> **TASK PROMPT**: Rewrite the part of the passage on Rick Santorum's 2016 campaign that starts with "I confess I" and goes on through "win in Ohio.", swapping "Ohio" for "Michigan".

> **READING PASSAGE**:

------------------------------------

I confess I didn’t take the idea of a Rick Santorum presidential campaign in 2016 all that seriously, until I read conservative Catholic writer Michael Brendan Dougherty’s article debunking Santorum’s presidential ambitions. Writes Dougherty:
Santorum does have one quality that jaundiced political observers frequently miss: Unlike other Republican candidates, he can speak naturally to middle- and working-class voters in the GOP. His populism may not have much policy substance, but the voters most excited by him were some of the very same ones Romney needed to win in Ohio.
When he does announce his run, all of the above points will be rehearsed as his strengths and “upsides” in a thousand articles.
It’s hogwash. Rick Santorum is a political stiff whose entire 2016 campaign is premised on a historical accident: He was the last clown out of the anti-Romney clown car in 2012. His last statewide election in Pennsylvania was a 59–41 percent disaster for him, a politician swallowed up whole by the anti-Bush, anti–Iraq War wave of discontent.
On the campaign trail, Santorum’s true conviction is often his most unappealing feature. He believes so much in the power of his reasoning and in the truth of his conclusions, that he often attempts to argue his hecklers into agreeing with him. In town-hall environments he becomes the caffeinated leader of your college’s Henry Newman Center, debating theology with you until you fall asleep. He gives people the uncomfortable impression that he doesn’t possess ideas, but that his ideas possess him.

------------------------------------

> **SUPPLIED RECORDS**:
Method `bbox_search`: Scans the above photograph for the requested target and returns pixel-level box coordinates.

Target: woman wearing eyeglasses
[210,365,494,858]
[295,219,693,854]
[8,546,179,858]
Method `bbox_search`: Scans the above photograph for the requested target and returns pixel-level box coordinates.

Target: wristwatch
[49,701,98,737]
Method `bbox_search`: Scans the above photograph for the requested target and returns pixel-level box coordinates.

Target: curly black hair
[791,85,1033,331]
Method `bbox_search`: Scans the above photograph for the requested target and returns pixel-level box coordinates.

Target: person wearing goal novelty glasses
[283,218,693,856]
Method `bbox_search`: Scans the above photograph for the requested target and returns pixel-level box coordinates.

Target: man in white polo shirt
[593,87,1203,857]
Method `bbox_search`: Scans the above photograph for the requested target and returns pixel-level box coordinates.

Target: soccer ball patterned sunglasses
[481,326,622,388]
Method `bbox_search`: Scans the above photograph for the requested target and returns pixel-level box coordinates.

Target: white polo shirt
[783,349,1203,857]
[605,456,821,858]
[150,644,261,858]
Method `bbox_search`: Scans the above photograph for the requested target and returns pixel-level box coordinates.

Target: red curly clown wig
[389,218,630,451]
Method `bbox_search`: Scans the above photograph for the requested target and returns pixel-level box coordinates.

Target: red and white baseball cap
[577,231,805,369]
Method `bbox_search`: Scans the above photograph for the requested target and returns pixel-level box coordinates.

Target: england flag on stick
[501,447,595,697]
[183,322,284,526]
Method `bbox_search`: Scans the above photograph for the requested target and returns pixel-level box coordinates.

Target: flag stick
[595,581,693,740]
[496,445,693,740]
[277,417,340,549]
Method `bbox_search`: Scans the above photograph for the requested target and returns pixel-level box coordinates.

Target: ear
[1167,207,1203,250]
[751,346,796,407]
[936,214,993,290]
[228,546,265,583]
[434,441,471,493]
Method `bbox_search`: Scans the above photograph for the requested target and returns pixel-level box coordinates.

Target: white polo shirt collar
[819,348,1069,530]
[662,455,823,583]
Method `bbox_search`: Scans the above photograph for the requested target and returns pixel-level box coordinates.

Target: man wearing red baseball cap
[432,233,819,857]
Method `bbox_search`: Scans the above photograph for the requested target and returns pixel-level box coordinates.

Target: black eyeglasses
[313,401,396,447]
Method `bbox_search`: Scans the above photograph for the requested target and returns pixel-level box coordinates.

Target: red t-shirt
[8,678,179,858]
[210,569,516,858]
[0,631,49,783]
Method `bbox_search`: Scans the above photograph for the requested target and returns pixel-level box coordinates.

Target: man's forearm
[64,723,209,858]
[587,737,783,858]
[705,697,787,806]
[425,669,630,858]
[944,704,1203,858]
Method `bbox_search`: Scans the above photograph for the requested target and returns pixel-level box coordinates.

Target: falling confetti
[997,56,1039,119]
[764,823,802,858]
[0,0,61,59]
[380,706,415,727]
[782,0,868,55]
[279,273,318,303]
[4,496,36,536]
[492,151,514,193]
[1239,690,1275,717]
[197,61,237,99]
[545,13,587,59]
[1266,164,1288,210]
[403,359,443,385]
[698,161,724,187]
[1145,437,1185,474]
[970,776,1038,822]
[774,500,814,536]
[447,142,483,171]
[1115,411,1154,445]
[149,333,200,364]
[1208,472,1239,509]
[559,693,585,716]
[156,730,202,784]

------------------------------------

> **SOLUTION TO THIS PROBLEM**:
I confess I didn’t take the idea of a Rick Santorum presidential campaign in 2016 all that seriously, until I read conservative Catholic writer Michael Brendan Dougherty’s article debunking Santorum’s presidential ambitions. Writes Dougherty:
Santorum does have one quality that jaundiced political observers frequently miss: Unlike other Republican candidates, he can speak naturally to middle- and working-class voters in the GOP. His populism may not have much policy substance, but the voters most excited by him were some of the very same ones Romney needed to win in Michigan.